An early casualty of the war was Mao’s recently married oldest son, Mao Anying, age twenty-eight. Unlike most of the Chinese combat troops, he was indeed a “volunteer,” whose service in Korea Mao had agreed to. Anying had requested an infantry command position, but fearing for the young man’s safety, General Peng Dehaui assigned him to headquarters, as staff officer and Russian interpreter. Mao Anying’s position was hit by a U.S./U.N. incendiary bomb during an attack on November 24, 1950, and he was killed. At first no one dared to tell his father, and his body was buried in North Korea like any other Chinese casualty. When Mao was finally told of his son’s death by Peng Dehuai in person, he agreed to let the body remain in Korean soil, as an example of duty to the Chinese people. His two recorded public pronouncements on his loss were brief: “In war there must be sacrifice. Without sacrifice there will be no victory. There are no parents in the world who do not treasure their children.” And again, “We understand the hows and whys of these things. There are so many common folk whose children have shed their blood and were sacrificed for the sake of the revolution.”

****

▶ Requirement 1:
Answer these questions from the passage about Mao Anying:
(a) What kind of position did Anying ask for?
(b) On what date was his position hit?
(c) Where was his body buried?
▶ Requirement 2:
Does each statement agree with the passage about Mao Anying? Give yes or no, with the words from the passage that decide it.
(a) Anying served at headquarters as a staff officer and Russian interpreter.
(b) Mao had his son's body brought back to China.
(c) Anying was thirty when he died.
▶ Requirement 3: Carry on the passage about Mao Anying from the point where it stops.
The data that comes next is from a separate source.

▶ Information supplied:
****

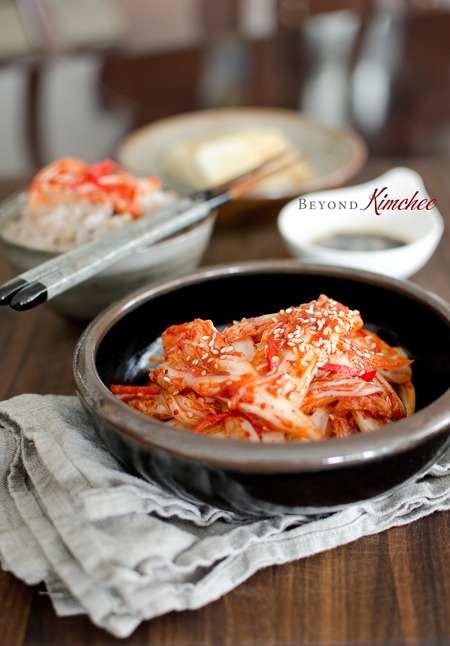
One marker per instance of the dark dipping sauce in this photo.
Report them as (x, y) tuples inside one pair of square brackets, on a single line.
[(359, 242)]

****

▶ Response area 1:
(a) An infantry command position.
(b) November 24, 1950.
(c) In North Korea.

▶ Response area 2:
(a) Yes: "assigned him to headquarters, as staff officer and Russian interpreter"
(b) No: "he agreed to let the body remain in Korean soil"
(c) No: "Mao Anying, age twenty-eight"

▶ Response area 3:
For the whole early part of the war, while the fighting was heaviest, Mao followed the campaigns with meticulous attention, intervening countless times with his own orders or tactical suggestions. But at the same time, with his acute sense of effective propaganda, he saw the advantages of the war as a political rallying cry inside China itself. Aware for so many years of the intense emotional and political fervor that could be generated among workers, students, or peasants by skillfully orchestrated campaigns, Mao and the Chinese propaganda organs spread the word through massive “Aid Korea, Resist America” campaigns. The Chinese people were called upon to sacrifice more, to impose greater vigilance on themselves and their communities, to pledge themselves in deeper loyalty to the Communist Party. As the Korean War entered a protracted stalemate period that lasted until 1953, the domestic campaigns were extended to include all-out hunts for domestic counterrevolutionaries and foreign spies, and they began to target capitalists or corrupt bureaucrats. Mao himself, as instigator and manipulator of the war on Korean soil, slowly began to assume the same total roles in his supervision of the Chinese people. Though such campaigns were focused on individuals, they also had an abstracted quality, a certain tokenism and quota-meeting aspect that promised harmony for the majority if the correct percentage of victims could be found. In such an aura of fear, it was hard to keep one’s sense of moral balance. Mao was still surrounded by powerful, intelligent, and experienced revolutionary colleagues, but it was becoming ever harder for them to cut through the protective coating with which he was encasing his inner, visionary worlds.